PASSAGE TO READ:
The government believes otherwise.

“Competitive bidding is working, is saving taxpayers and beneficiaries billions of dollars, and ends unnecessarily high payments for common purchases like wheelchairs, diabetic testing strips and oxygen equipment,” said Tami Holzman, a spokeswoman for the Centers for Medicare & Medicaid Services. “We remain confident that seniors will have access to their equipment, savings will continue, and we have no plans for delay.”

Owners of businesses that sell medical equipment are the most vocal opponents of Medicare’s change.

“It’s like a train wreck — you see it coming,” said Todd Tyson, president of Norcross-based Hi-Tech Healthcare. “I truly think it’s going to harm patients and it’s going to harm companies.”

In the past, doctors wrote prescriptions for canes, walkers, oxygen machines and other equipment. Patients could buy the items from the Medicare-approved supplier of their choice, with Medicare paying 80 percent and the consumer covering the rest.

Now suppliers have to submit bids to provide the equipment and supplies at lower prices than Medicare currently pays. The government tested the program in nine markets last year and is rolling it out to 91 more, including Atlanta, on today. Medicare selects suppliers based on these bids, and the elderly and disabled people covered by Medicare will have to use these suppliers in the future.

Federal audits and reports for years have found that Medicare paid higher than market rates to the companies that sell the doctor-prescribed items.

Allegations of fraud have also dogged the program, as companies hawked the equipment on daytime television with promises of Medicare coverage.

CMS said Medicare recipients who experienced the change in the cities covered by the pilot program did not have trouble with access or declines in health as a result of the change.

Price has proposed an alternative program, called the “Market Pricing Program” in which companies in a region could bid down a price, but then allows any company to sell equipment at that price instead of restricting sales to the winning bidders.

Price’s bill also would mandate that companies already have experience in the bidding area; a primary complaint from the device companies is that out-of-state competitors will deliver inferior service. Price said the new system would save the government the same amount of money, but his bill has not been officially analyzed by the nonpartisan Congressional Budget Office for its fiscal impact.

GIVEN RECORDS:

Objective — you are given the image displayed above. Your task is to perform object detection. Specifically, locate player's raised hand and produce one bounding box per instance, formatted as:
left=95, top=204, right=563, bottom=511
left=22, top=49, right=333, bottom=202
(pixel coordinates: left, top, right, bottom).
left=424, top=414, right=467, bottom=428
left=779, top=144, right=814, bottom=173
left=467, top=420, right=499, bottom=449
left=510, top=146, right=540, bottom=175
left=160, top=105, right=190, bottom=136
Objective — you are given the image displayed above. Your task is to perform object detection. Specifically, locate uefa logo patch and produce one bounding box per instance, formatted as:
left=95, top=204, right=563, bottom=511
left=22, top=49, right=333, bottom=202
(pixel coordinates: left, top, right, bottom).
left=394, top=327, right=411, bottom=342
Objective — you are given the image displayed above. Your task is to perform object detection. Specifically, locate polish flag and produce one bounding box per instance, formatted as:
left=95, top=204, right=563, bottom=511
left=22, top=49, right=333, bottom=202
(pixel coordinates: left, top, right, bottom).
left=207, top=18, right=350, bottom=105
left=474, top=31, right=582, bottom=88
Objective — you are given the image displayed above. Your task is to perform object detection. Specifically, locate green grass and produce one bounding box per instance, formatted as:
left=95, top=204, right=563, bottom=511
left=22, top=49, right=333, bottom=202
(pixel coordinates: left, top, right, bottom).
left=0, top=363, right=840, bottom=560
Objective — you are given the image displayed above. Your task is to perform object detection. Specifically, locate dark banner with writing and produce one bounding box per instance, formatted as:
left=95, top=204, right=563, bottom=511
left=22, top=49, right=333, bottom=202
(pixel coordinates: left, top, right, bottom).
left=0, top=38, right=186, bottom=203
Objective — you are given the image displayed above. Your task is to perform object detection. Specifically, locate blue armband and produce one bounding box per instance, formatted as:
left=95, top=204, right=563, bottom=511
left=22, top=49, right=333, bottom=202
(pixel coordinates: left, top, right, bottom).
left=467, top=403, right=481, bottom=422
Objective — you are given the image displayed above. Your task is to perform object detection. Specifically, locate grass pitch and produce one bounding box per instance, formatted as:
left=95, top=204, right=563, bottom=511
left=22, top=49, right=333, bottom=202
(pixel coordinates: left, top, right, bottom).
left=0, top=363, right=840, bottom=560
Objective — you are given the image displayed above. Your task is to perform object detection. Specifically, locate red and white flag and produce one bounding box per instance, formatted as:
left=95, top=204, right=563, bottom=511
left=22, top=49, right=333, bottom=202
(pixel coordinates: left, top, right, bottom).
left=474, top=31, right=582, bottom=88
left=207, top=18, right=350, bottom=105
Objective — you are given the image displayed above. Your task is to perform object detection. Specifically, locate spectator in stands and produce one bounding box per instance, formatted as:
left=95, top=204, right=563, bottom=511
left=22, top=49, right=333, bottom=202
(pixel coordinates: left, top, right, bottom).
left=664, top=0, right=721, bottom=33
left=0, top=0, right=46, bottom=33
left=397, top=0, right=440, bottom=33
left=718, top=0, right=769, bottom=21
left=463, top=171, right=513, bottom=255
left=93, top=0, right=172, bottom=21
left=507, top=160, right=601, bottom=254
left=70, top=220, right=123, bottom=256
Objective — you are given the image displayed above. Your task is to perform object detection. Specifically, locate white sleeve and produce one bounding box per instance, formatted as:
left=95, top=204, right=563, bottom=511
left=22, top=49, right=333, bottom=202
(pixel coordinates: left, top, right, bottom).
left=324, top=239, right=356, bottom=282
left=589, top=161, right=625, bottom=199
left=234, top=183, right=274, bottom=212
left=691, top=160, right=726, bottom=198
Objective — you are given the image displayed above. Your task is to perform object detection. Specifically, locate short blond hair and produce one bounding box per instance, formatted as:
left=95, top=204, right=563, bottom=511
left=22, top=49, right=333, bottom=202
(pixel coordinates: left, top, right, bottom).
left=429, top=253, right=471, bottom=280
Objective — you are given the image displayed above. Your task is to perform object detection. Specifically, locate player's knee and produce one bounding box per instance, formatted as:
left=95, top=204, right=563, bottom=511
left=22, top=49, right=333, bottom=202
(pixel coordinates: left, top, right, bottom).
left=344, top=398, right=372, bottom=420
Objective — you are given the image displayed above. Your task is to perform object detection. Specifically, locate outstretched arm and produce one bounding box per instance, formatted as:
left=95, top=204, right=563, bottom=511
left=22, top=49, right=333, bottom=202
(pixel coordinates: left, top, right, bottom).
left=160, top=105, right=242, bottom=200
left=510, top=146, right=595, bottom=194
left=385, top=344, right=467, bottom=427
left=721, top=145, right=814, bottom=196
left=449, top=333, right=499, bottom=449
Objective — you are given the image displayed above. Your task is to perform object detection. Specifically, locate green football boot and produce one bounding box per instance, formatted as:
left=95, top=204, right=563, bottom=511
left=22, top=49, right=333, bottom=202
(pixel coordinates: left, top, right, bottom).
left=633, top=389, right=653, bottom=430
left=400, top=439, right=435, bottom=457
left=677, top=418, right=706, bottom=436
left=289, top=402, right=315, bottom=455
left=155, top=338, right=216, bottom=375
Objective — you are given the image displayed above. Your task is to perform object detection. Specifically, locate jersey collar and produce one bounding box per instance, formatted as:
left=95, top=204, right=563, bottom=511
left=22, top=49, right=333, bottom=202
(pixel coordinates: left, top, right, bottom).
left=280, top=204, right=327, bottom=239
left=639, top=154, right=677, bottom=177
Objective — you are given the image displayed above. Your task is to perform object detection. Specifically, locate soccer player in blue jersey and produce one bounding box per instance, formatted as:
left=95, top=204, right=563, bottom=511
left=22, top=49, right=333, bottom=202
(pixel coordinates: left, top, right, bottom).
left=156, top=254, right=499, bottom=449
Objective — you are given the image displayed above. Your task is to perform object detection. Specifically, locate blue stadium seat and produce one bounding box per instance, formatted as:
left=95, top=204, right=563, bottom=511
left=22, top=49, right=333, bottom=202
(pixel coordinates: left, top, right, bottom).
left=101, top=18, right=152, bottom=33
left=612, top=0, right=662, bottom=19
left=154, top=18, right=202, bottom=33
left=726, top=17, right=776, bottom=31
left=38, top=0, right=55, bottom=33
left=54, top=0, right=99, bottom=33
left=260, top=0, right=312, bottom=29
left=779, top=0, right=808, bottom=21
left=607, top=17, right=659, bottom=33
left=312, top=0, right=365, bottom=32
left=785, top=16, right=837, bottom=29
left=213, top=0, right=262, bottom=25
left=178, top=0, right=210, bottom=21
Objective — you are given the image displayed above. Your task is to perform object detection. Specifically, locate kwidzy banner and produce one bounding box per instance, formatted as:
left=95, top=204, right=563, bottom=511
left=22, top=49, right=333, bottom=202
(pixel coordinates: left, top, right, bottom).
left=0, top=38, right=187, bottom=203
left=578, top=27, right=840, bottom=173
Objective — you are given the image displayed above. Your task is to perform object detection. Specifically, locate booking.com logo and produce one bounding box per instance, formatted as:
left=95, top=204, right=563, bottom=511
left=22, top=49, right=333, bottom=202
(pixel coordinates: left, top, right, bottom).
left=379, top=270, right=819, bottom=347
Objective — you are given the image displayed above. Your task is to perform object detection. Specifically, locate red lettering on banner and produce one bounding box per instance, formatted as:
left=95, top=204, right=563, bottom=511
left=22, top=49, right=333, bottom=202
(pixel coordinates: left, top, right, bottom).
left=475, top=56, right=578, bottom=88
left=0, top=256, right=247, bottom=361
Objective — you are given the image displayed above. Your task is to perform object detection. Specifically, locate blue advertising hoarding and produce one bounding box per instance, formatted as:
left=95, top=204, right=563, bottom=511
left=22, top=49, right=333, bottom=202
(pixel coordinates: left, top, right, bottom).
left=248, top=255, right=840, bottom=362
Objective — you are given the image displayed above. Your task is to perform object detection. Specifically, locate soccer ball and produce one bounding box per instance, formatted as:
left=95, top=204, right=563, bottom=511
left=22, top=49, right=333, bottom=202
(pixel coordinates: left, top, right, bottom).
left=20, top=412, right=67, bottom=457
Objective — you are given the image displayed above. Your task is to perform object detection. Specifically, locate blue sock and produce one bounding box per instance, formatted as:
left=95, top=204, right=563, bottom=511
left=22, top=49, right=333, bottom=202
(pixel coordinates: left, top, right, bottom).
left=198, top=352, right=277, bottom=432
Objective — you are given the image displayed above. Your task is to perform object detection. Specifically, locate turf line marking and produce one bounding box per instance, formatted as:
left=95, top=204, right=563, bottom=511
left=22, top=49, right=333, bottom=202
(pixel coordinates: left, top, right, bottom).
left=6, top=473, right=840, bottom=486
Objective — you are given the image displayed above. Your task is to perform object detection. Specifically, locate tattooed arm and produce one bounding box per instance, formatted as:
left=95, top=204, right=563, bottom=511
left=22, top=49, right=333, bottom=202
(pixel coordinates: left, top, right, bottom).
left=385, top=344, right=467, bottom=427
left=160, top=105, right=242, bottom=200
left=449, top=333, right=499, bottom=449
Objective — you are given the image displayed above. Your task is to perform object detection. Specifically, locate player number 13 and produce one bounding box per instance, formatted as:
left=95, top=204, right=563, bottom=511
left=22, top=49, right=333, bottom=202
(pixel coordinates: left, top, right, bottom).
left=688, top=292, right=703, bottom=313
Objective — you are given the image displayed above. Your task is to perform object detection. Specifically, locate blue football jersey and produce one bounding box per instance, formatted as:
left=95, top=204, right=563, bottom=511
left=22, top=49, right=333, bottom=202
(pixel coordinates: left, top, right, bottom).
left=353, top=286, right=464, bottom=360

WORK INSTRUCTIONS:
A - In the article on Medicare's competitive bidding for medical equipment, in how many markets did the government test the program last year?
B - Continue the article on Medicare's competitive bidding for medical equipment from where it stops.

RESPONSES TO THE EXERCISE:
A - Nine markets.

B -
Tyson, of Hi-Tech Healthcare, supports the Price bill. He said his company bid on contracts for nine of the 10 available categories in the Atlanta market. It won just two of those categories.

“That means I cannot do a hospital bed, I cannot do a walker, I cannot do a wheelchair, I cannot do the (feeding tubes), I can’t do therapeutic support services anymore – all of the things we were doing,” he said.

Tyson said his company won bids to provide oxygen and negative-pressure wound therapy. But he said that winning those categories won’t make up for the products he’ll no longer be able to sell.

“It’s going to hurt,” he said. “July 1 my business will lose almost $140,000 a month in revenue. It’s big.”

Making arrangements for patients leaving the hospital could become more complicated under the system, said Barbara Ballard, vice president of post-acute services for the WellStar Health System, which operates hospitals in Cobb, Douglas and Paulding counties.

“Many patients need multiple categories of products and may well end up with multiple vendors, multiple deliveries, and multiple copays,” Ballard said in a statement. “Not only can this situation complicate the discharge process by having to make arrangements with more than one provider, but the actual discharge may be held up while multiple vendors make arrangements for delivery to the home.”

AARP, a advocacy organization for elderly Americans, supports Medicare’s new approach.

In the test markets the program reduced costs for beneficiaries and the Medicare program and did not lead to significant complaints or access issues, said Andrew Scholnick, a senior legislative representative at AARP.

“The doom and gloom scenario hasn’t played out,” Scholnick said.